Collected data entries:
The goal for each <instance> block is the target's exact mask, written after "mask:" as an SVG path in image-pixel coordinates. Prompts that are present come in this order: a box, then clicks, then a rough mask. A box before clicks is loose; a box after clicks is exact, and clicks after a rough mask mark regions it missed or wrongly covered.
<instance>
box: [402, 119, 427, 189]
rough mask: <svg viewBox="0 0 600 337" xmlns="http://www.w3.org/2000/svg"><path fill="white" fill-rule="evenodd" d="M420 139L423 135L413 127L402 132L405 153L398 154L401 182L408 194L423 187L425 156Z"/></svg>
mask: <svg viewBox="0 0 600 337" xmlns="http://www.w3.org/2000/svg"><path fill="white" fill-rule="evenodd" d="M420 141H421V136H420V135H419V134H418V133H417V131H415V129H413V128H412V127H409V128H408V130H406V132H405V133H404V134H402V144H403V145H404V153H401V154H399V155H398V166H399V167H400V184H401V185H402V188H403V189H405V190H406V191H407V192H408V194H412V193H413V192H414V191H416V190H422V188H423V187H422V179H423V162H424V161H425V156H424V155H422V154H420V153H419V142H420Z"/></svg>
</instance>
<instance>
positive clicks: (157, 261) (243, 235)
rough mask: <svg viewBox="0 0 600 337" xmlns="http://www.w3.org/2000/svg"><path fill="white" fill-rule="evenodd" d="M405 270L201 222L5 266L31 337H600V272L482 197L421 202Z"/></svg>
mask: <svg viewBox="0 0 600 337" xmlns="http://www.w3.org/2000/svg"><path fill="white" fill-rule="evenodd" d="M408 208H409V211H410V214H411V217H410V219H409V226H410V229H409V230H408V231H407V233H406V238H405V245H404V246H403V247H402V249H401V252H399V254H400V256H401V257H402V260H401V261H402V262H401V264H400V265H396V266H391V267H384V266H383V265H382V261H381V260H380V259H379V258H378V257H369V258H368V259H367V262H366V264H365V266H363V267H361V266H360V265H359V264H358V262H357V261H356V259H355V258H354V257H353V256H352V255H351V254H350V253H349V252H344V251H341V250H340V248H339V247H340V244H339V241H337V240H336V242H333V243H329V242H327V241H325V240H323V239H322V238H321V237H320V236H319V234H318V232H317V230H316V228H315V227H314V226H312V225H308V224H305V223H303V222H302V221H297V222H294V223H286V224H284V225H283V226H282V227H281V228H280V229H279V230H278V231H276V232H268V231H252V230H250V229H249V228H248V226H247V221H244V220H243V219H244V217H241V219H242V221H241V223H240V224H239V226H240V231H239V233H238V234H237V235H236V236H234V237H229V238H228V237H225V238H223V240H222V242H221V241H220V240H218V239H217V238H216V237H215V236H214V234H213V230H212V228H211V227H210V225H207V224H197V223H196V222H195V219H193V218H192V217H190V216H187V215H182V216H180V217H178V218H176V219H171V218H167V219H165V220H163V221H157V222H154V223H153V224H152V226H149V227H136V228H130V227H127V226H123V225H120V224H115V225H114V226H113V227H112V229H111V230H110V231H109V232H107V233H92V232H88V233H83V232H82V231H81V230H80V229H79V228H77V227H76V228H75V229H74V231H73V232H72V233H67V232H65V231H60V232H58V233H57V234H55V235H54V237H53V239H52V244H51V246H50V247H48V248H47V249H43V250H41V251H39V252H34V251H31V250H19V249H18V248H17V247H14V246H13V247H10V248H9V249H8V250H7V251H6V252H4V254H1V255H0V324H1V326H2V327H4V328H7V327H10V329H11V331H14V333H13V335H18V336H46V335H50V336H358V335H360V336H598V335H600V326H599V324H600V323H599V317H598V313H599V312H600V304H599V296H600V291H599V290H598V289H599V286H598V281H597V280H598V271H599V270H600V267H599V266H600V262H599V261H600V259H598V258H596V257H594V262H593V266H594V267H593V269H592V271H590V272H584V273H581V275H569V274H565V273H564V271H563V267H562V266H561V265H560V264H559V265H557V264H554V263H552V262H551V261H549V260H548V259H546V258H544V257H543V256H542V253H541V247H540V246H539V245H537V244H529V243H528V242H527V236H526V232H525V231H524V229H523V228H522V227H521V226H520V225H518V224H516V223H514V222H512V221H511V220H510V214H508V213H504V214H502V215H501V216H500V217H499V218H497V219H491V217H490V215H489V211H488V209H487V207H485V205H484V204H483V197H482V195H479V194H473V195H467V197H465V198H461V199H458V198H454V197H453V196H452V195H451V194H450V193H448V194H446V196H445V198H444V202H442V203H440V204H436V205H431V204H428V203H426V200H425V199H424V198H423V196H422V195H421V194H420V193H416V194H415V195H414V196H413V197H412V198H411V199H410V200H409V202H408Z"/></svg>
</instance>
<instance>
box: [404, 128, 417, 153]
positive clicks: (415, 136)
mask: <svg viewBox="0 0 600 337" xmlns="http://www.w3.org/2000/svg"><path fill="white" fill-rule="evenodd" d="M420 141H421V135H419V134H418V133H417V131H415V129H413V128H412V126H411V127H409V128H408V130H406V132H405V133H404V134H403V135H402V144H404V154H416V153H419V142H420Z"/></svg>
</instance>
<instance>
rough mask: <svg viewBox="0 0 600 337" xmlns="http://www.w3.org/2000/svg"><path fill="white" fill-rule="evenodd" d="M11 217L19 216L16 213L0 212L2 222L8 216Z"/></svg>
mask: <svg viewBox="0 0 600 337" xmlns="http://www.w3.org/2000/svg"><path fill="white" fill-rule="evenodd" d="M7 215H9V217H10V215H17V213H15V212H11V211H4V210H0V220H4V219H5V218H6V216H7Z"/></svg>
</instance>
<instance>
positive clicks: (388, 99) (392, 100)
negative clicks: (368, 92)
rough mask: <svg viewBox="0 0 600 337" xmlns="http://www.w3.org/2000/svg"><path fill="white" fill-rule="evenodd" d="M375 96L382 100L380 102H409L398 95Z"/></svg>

▶ **Problem requirements**
Your answer should consist of every entry, repeated exactly.

▶ **Response below**
The goal for each <instance> block is the target's exact mask, written after "mask:" as an SVG path in image-pixel coordinates. Prompts that are present come in this order: a box, then clicks, then a rough mask. A box before clicks is loose; a box after clicks is exact, and clicks after a rough mask mark regions it missed or wrongly covered.
<instance>
box: [402, 119, 427, 189]
rough mask: <svg viewBox="0 0 600 337" xmlns="http://www.w3.org/2000/svg"><path fill="white" fill-rule="evenodd" d="M420 139L423 135L413 127L402 132L405 153L398 154L401 182L408 194L423 187L425 156Z"/></svg>
mask: <svg viewBox="0 0 600 337" xmlns="http://www.w3.org/2000/svg"><path fill="white" fill-rule="evenodd" d="M420 141H421V136H420V135H419V134H418V133H417V131H415V129H413V128H412V127H409V128H408V130H406V132H405V133H404V134H402V144H403V145H404V153H401V154H399V155H398V166H399V167H400V184H401V185H402V188H403V189H405V190H406V191H407V192H408V194H412V193H413V192H414V191H416V190H422V188H423V187H422V179H423V162H424V161H425V156H424V155H422V154H420V153H419V142H420Z"/></svg>
</instance>
<instance>
positive clicks: (157, 261) (243, 235)
rough mask: <svg viewBox="0 0 600 337" xmlns="http://www.w3.org/2000/svg"><path fill="white" fill-rule="evenodd" d="M405 270L201 222L5 266L31 337H600V272L482 197L421 202Z"/></svg>
mask: <svg viewBox="0 0 600 337" xmlns="http://www.w3.org/2000/svg"><path fill="white" fill-rule="evenodd" d="M408 208H409V211H410V214H411V217H410V219H409V226H410V229H409V230H408V231H407V233H406V238H405V245H404V246H403V247H402V249H401V252H399V254H400V256H401V257H402V260H401V261H402V262H401V264H400V265H396V266H391V267H384V266H383V265H382V261H381V260H380V259H379V258H378V257H369V258H368V259H367V262H366V264H365V266H363V267H361V266H360V265H359V264H358V262H357V261H356V259H355V258H354V257H353V256H352V255H351V254H350V253H349V252H344V251H341V250H340V248H339V247H340V244H339V241H337V240H336V242H333V243H329V242H327V241H325V240H323V239H322V238H321V237H320V236H319V234H318V232H317V230H316V228H315V227H314V226H312V225H308V224H305V223H303V222H302V221H297V222H294V223H286V224H284V225H283V226H282V227H281V228H280V229H279V230H278V231H276V232H268V231H252V230H250V229H249V228H248V226H247V221H244V220H243V219H244V217H241V219H242V221H241V223H240V224H239V226H240V231H239V233H238V234H237V235H236V236H234V237H229V238H228V237H225V238H223V240H222V242H221V241H220V240H218V239H217V238H216V237H215V236H214V234H213V230H212V228H211V227H210V225H207V224H197V223H196V222H195V219H193V218H192V217H190V216H187V215H182V216H180V217H178V218H176V219H171V218H167V219H165V220H163V221H157V222H154V223H153V224H152V226H149V227H136V228H130V227H127V226H123V225H120V224H115V225H114V226H113V227H112V229H111V230H110V231H109V232H107V233H92V232H88V233H83V232H82V231H81V230H80V229H79V228H77V227H76V228H75V229H74V231H73V232H72V233H67V232H65V231H60V232H58V233H57V234H55V235H54V237H53V239H52V244H51V246H50V247H48V248H47V249H43V250H41V251H39V252H34V251H31V250H19V249H18V248H17V247H14V246H13V247H10V248H9V249H8V250H7V251H6V252H4V254H1V255H0V324H1V326H2V327H4V328H7V327H10V329H11V331H14V333H13V335H18V336H46V335H50V336H358V335H360V336H598V335H600V326H599V324H600V323H599V317H598V313H599V312H600V304H599V296H600V291H599V290H598V289H599V286H598V281H597V280H598V271H599V270H600V267H599V266H600V262H599V261H600V259H598V258H596V257H594V262H593V266H594V267H593V269H592V271H590V272H584V273H581V275H569V274H565V273H564V271H563V267H562V266H561V265H560V264H559V265H557V264H554V263H552V262H551V261H549V260H548V259H546V258H544V257H543V256H542V253H541V247H540V246H539V245H537V244H529V243H528V242H527V236H526V232H525V231H524V229H523V228H522V227H521V226H520V225H518V224H516V223H514V222H512V221H511V220H510V214H508V213H504V214H502V215H501V216H500V217H499V218H497V219H491V217H490V215H489V211H488V209H487V207H485V205H484V204H483V197H482V195H479V194H473V195H467V197H465V198H461V199H458V198H454V197H453V196H452V195H451V194H450V193H448V194H446V196H445V198H444V202H442V203H440V204H436V205H431V204H428V203H426V200H425V199H424V198H423V196H422V195H421V194H420V193H416V194H415V195H414V196H413V197H412V198H411V199H410V200H409V202H408Z"/></svg>
</instance>
<instance>
box: [404, 128, 417, 153]
positive clicks: (415, 136)
mask: <svg viewBox="0 0 600 337" xmlns="http://www.w3.org/2000/svg"><path fill="white" fill-rule="evenodd" d="M420 141H421V135H419V134H418V133H417V131H415V129H413V128H412V126H411V127H409V128H408V130H406V132H405V133H404V134H403V135H402V144H404V154H416V153H419V142H420Z"/></svg>
</instance>
<instance>
rough mask: <svg viewBox="0 0 600 337" xmlns="http://www.w3.org/2000/svg"><path fill="white" fill-rule="evenodd" d="M11 217L19 216L16 213L0 212L2 222L8 216Z"/></svg>
mask: <svg viewBox="0 0 600 337" xmlns="http://www.w3.org/2000/svg"><path fill="white" fill-rule="evenodd" d="M7 215H9V217H10V215H17V213H15V212H11V211H4V210H0V220H4V219H5V218H6V216H7Z"/></svg>
</instance>
<instance>
positive clicks: (388, 99) (392, 100)
negative clicks: (368, 92)
rough mask: <svg viewBox="0 0 600 337" xmlns="http://www.w3.org/2000/svg"><path fill="white" fill-rule="evenodd" d="M375 96L382 100L380 102H409L398 95Z"/></svg>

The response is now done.